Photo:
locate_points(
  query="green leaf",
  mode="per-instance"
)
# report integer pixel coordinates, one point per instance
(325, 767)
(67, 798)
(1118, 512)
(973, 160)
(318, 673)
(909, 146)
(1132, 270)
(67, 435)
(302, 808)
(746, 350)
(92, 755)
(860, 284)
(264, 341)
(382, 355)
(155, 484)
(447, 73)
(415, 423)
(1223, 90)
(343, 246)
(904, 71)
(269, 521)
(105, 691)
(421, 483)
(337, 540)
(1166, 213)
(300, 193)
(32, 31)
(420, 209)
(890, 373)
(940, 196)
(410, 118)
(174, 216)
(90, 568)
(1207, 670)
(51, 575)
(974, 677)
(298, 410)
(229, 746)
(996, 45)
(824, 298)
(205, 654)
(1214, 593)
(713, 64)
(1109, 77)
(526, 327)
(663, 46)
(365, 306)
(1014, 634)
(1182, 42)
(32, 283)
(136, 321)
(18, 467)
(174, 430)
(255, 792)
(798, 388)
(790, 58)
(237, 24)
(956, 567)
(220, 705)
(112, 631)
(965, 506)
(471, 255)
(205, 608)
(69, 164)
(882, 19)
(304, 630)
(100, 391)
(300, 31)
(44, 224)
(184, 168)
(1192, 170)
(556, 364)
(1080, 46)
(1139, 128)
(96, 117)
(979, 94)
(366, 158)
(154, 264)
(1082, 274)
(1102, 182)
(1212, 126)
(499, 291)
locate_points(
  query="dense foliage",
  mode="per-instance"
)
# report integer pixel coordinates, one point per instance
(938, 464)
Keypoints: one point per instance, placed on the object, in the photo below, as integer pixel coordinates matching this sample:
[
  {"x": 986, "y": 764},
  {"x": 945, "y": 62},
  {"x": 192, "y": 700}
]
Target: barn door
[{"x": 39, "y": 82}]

☆ ☆ ☆ ☆ ☆ ☆ ☆

Aim of the task ▸
Reproduce every entry above verbatim, keeping each line and its spacing unchanged.

Answer in full ▸
Photo:
locate_points(
  query="green leaf",
  mode="per-instance"
)
# report integer pixel coordinates, one point per instance
(325, 767)
(67, 798)
(1118, 512)
(973, 160)
(318, 673)
(909, 146)
(1132, 270)
(67, 435)
(302, 808)
(746, 350)
(92, 755)
(860, 284)
(264, 341)
(382, 355)
(155, 484)
(447, 73)
(415, 423)
(1223, 90)
(343, 246)
(904, 71)
(269, 521)
(105, 691)
(421, 483)
(337, 540)
(1166, 213)
(300, 193)
(32, 31)
(420, 209)
(890, 373)
(940, 196)
(410, 118)
(174, 216)
(90, 568)
(1207, 670)
(51, 575)
(974, 677)
(298, 410)
(229, 746)
(996, 45)
(824, 298)
(205, 654)
(1214, 593)
(713, 64)
(1109, 77)
(526, 327)
(663, 46)
(365, 306)
(1014, 634)
(1182, 42)
(32, 283)
(136, 321)
(18, 467)
(174, 430)
(255, 792)
(798, 388)
(790, 58)
(237, 24)
(956, 567)
(220, 705)
(112, 631)
(965, 506)
(471, 255)
(205, 608)
(69, 164)
(882, 19)
(304, 630)
(100, 391)
(300, 31)
(44, 224)
(184, 168)
(1192, 170)
(556, 364)
(1080, 46)
(1139, 128)
(96, 117)
(979, 94)
(366, 158)
(154, 264)
(1082, 274)
(1102, 182)
(1212, 126)
(499, 291)
locate_points(
  query="dense foliage",
  mode="per-instance"
)
# report integer pixel coordinates, one point per instance
(938, 464)
Keypoints: one point per instance, placed on the object, in the photo below, as integer pixel coordinates matching this sample:
[
  {"x": 986, "y": 764},
  {"x": 945, "y": 62},
  {"x": 192, "y": 700}
]
Target: barn door
[{"x": 39, "y": 82}]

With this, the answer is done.